**Required actions**
- 1) List every file that the passage on TCP Wrappers names by its full path.
- 2) Summarize the passage on TCP Wrappers in two sentences.

This example implements a banner for vsftpd. To begin, create a banner file. It can be anywhere on the system, but it must have same name as the daemon. For this example, the file is called /etc/banners/vsftpd and contains the following line:
220-Hello, %c 220-All activity on ftp.example.com is logged. 220-Inappropriate use will result in your access privileges being removed.
The %c token supplies a variety of client information, such as the username and hostname, or the username and IP address to make the connection even more intimidating.
For this banner to be displayed to incoming connections, add the following line to the /etc/hosts.allow file:
vsftpd : ALL : banners /etc/banners/
If a particular host or network has been detected attacking the server, TCP Wrappers can be used to warn the administrator of subsequent attacks from that host or network using the spawn directive.
In this example, assume that a cracker from the 206.182.68.0/24 network has been detected attempting to attack the server. Place the following line in the /etc/hosts.deny file to deny any connection attempts from that network, and to log the attempts to a special file:
ALL : 206.182.68.0 : spawn /bin/ 'date' %c %d >> /var/log/intruder_alert
The %d token supplies the name of the service that the attacker was trying to access.
To allow the connection and log it, place the spawn directive in the /etc/hosts.allow file.
Because the spawn directive executes any shell command, create a special script to notify the administrator or execute a chain of commands in the event that a particular client attempts to connect to the server.
If certain types of connections are of more concern than others, the log level can be elevated for that service using the severity option.
For this example, assume that anyone attempting to connect to port 23 (the Telnet port) on an FTP server is a cracker. To denote this, place an emerg flag in the log files instead of the default flag, info, and deny the connection.
To do this, place the following line in /etc/hosts.deny:
in.telnetd : ALL : severity emerg
This uses the default authpriv logging facility, but elevates the priority from the default value of info to emerg, which posts log messages directly to the console.
This section focuses on using xinetd to set a trap service and using it to control resource levels available to any given xinetd service. Setting resource limits for services can help thwart Denial of Service (DoS) attacks. Refer to the man pages for xinetd and xinetd.conf for a list of available options.

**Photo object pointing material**

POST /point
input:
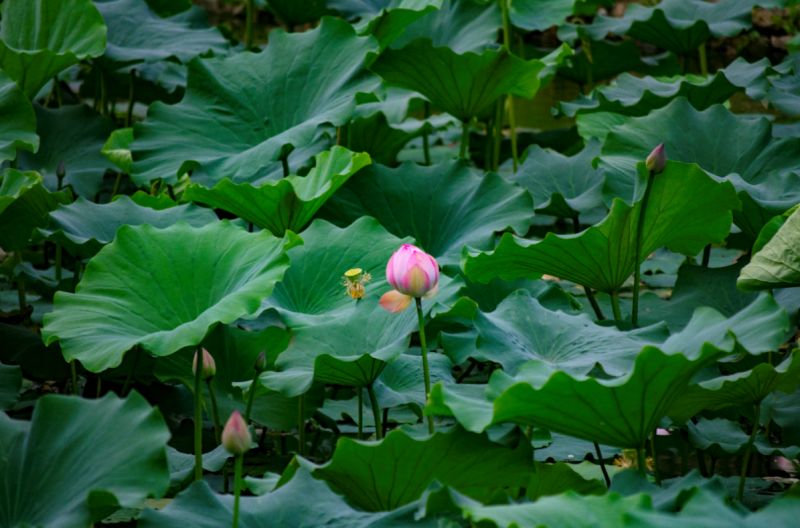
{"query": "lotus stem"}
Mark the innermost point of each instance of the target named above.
(237, 488)
(637, 271)
(748, 451)
(464, 147)
(214, 411)
(426, 373)
(248, 31)
(602, 464)
(426, 148)
(198, 421)
(376, 411)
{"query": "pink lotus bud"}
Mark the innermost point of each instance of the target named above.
(657, 159)
(209, 366)
(412, 272)
(236, 435)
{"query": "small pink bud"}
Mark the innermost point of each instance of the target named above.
(236, 435)
(209, 366)
(412, 272)
(657, 159)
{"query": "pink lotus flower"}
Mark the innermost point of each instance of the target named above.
(236, 435)
(413, 274)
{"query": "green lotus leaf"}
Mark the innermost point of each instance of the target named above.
(10, 384)
(136, 33)
(742, 150)
(776, 265)
(376, 476)
(687, 210)
(110, 453)
(163, 289)
(118, 149)
(620, 412)
(24, 205)
(743, 388)
(200, 507)
(72, 136)
(563, 186)
(459, 206)
(287, 204)
(18, 130)
(84, 227)
(680, 26)
(39, 38)
(240, 112)
(461, 25)
(463, 85)
(637, 96)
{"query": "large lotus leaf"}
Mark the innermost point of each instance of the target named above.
(637, 96)
(763, 169)
(287, 204)
(679, 26)
(109, 452)
(740, 389)
(777, 264)
(377, 476)
(135, 34)
(18, 128)
(24, 205)
(162, 289)
(564, 186)
(461, 25)
(687, 210)
(336, 339)
(83, 227)
(39, 38)
(463, 85)
(240, 112)
(72, 136)
(304, 502)
(620, 412)
(444, 207)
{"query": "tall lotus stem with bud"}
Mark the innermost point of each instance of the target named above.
(236, 440)
(414, 275)
(655, 164)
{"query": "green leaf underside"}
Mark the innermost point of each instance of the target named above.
(137, 290)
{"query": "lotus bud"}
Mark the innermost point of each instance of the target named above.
(261, 362)
(209, 368)
(657, 159)
(236, 435)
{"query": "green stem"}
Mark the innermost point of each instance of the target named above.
(602, 464)
(301, 425)
(198, 419)
(376, 411)
(360, 413)
(426, 148)
(426, 373)
(237, 488)
(464, 148)
(701, 52)
(214, 411)
(748, 451)
(248, 31)
(637, 257)
(615, 306)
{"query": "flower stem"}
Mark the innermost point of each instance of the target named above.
(214, 411)
(748, 451)
(198, 420)
(426, 373)
(237, 488)
(637, 271)
(376, 411)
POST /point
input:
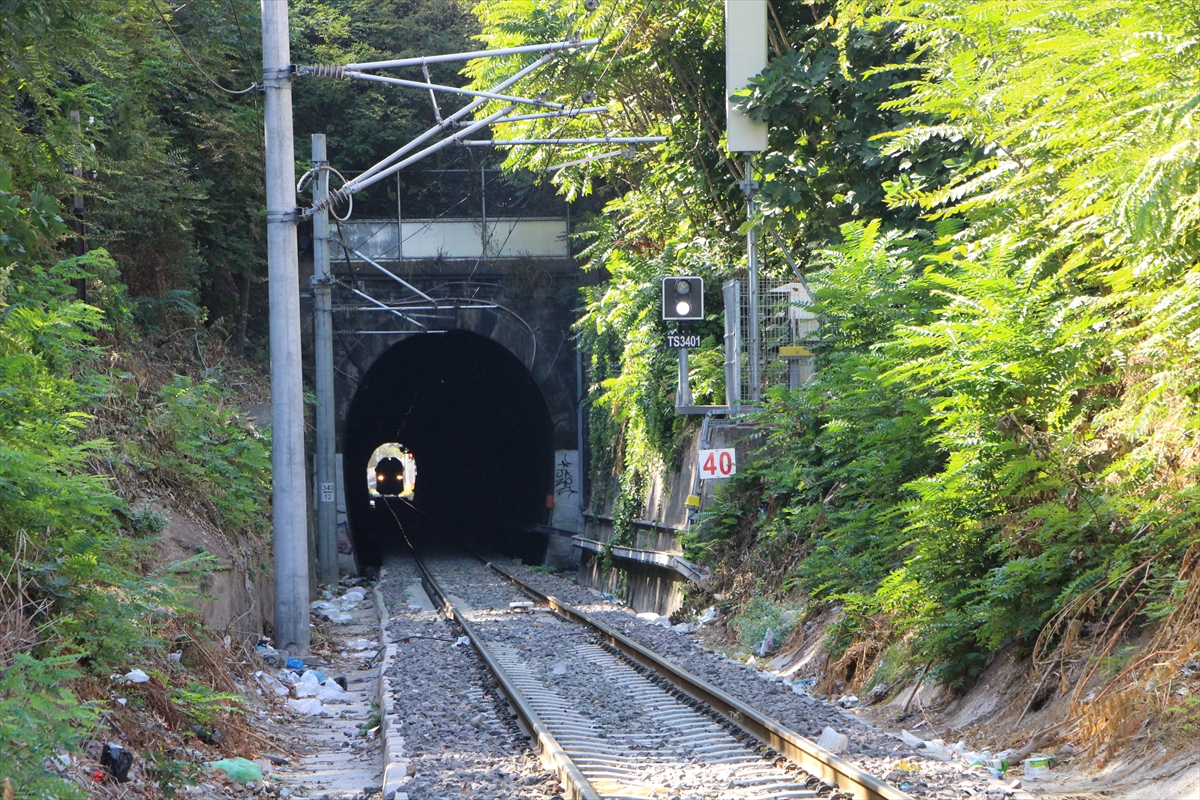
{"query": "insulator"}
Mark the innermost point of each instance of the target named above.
(329, 71)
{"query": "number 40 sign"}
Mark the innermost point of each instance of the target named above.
(717, 463)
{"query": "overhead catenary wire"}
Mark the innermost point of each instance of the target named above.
(251, 88)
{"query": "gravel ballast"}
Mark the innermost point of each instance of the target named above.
(870, 749)
(460, 737)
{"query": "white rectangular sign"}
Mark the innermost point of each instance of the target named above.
(745, 56)
(718, 463)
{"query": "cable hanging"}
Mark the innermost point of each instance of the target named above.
(249, 89)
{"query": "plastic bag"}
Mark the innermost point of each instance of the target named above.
(238, 769)
(311, 707)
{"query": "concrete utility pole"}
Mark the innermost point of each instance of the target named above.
(745, 55)
(289, 499)
(323, 353)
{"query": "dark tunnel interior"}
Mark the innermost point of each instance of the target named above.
(480, 434)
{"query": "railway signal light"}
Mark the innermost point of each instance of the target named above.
(683, 298)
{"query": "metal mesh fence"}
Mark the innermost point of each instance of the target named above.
(784, 322)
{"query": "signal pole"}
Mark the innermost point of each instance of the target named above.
(745, 56)
(289, 501)
(323, 356)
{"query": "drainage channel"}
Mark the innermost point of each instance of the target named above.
(615, 726)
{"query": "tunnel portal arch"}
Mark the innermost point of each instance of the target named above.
(474, 419)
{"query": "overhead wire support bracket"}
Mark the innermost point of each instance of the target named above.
(454, 118)
(615, 139)
(395, 277)
(569, 44)
(366, 179)
(600, 156)
(383, 306)
(550, 115)
(453, 90)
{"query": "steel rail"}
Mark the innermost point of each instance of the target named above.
(805, 752)
(576, 785)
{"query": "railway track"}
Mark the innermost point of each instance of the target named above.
(617, 721)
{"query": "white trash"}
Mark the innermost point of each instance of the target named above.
(307, 685)
(1037, 768)
(136, 677)
(271, 684)
(937, 749)
(330, 691)
(311, 707)
(833, 741)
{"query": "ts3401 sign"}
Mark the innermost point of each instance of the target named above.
(718, 463)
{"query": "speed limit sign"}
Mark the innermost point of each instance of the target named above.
(718, 463)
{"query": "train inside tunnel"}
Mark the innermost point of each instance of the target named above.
(472, 426)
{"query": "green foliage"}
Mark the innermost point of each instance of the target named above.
(215, 452)
(73, 597)
(997, 206)
(761, 615)
(40, 719)
(203, 705)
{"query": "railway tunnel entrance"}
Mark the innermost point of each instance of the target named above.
(479, 437)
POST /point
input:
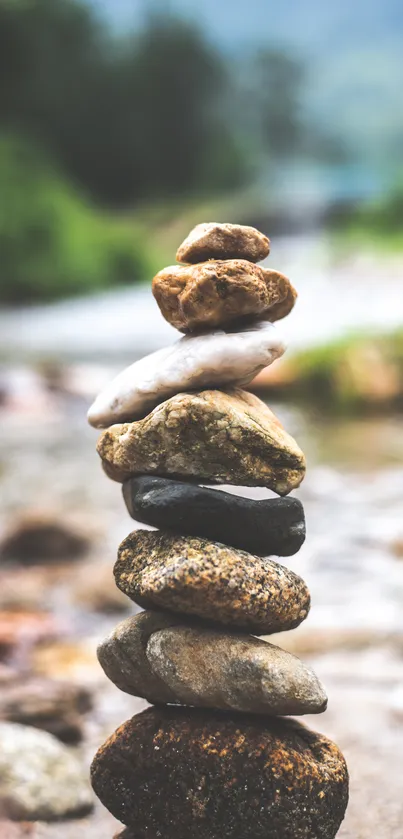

**Task-by-task outputs**
- 1)
/etc/banners/vsftpd
/etc/hosts.allow
/etc/hosts.deny
/var/log/intruder_alert

- 2) Using vsftpd as an example, TCP Wrappers can display a banner to incoming connections, use the spawn directive to log or warn about connection attempts from a suspect network, and use the severity option to raise the log level for a service such as Telnet. The passage then turns to xinetd, which can set a trap service and limit the resources available to a service to help thwart Denial of Service attacks.